Records for the exercise:
— Start —
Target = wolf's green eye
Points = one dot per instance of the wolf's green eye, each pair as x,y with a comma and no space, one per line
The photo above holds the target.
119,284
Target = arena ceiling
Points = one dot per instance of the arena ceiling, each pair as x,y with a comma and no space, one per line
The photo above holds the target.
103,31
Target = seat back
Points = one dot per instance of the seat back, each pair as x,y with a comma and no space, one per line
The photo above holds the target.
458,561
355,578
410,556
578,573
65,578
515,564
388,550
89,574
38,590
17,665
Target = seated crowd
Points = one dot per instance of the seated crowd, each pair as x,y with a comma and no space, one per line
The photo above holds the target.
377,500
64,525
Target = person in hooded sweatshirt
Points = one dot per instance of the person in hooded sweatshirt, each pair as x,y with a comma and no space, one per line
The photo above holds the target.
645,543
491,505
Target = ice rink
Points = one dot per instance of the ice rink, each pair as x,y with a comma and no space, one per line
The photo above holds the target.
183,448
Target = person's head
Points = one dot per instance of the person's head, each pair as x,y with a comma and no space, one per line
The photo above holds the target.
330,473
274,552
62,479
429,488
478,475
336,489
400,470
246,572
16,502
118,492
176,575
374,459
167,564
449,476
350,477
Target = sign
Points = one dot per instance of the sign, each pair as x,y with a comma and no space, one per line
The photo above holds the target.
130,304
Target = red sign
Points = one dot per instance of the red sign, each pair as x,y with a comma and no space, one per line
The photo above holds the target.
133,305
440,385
— End —
Exercise description: Retype the lines above exactly, beginning at the line that contains "Target = seat back" and stopping after the last line.

Exercise answer:
Target = seat back
Points = one dot per instance of the seat back, each pair as x,y with a comma and no space, one per line
The photo above holds the target.
458,561
355,578
410,556
578,573
65,578
515,564
388,550
89,574
38,590
17,665
Target = seated crowd
Points = one dot per instance of the seated crowd, each pair as x,y with a comma and no space, one per line
The photo above holds the target.
377,500
64,525
Target = person in hooded sweatshirt
Points = one dot per instance of the person in hooded sweatshirt, each pair as x,y with a comma and no space, one per line
The photo above holds the target.
645,543
491,505
Target = ice rink
Points = one dot per instance of the ice rink, each pair as x,y with a comma and no space, one per line
The photo above holds the target.
183,448
Target = person's head
Points = one dot per instance of the person's head, each pair as x,y with a comma and no space, one per line
The photo above holds the target.
330,473
274,552
62,479
429,488
478,475
336,489
400,470
246,572
16,502
118,492
176,575
374,459
167,564
449,476
350,477
Target = sign
Points = one dot per instance of the sign, each pair as x,y with a comma and no space, one per line
The photo above holds the target.
130,304
Target = red sign
Points = one dot per instance of the red sign, each pair as x,y with a comma and no space, one per line
The photo above holds the target.
133,305
440,385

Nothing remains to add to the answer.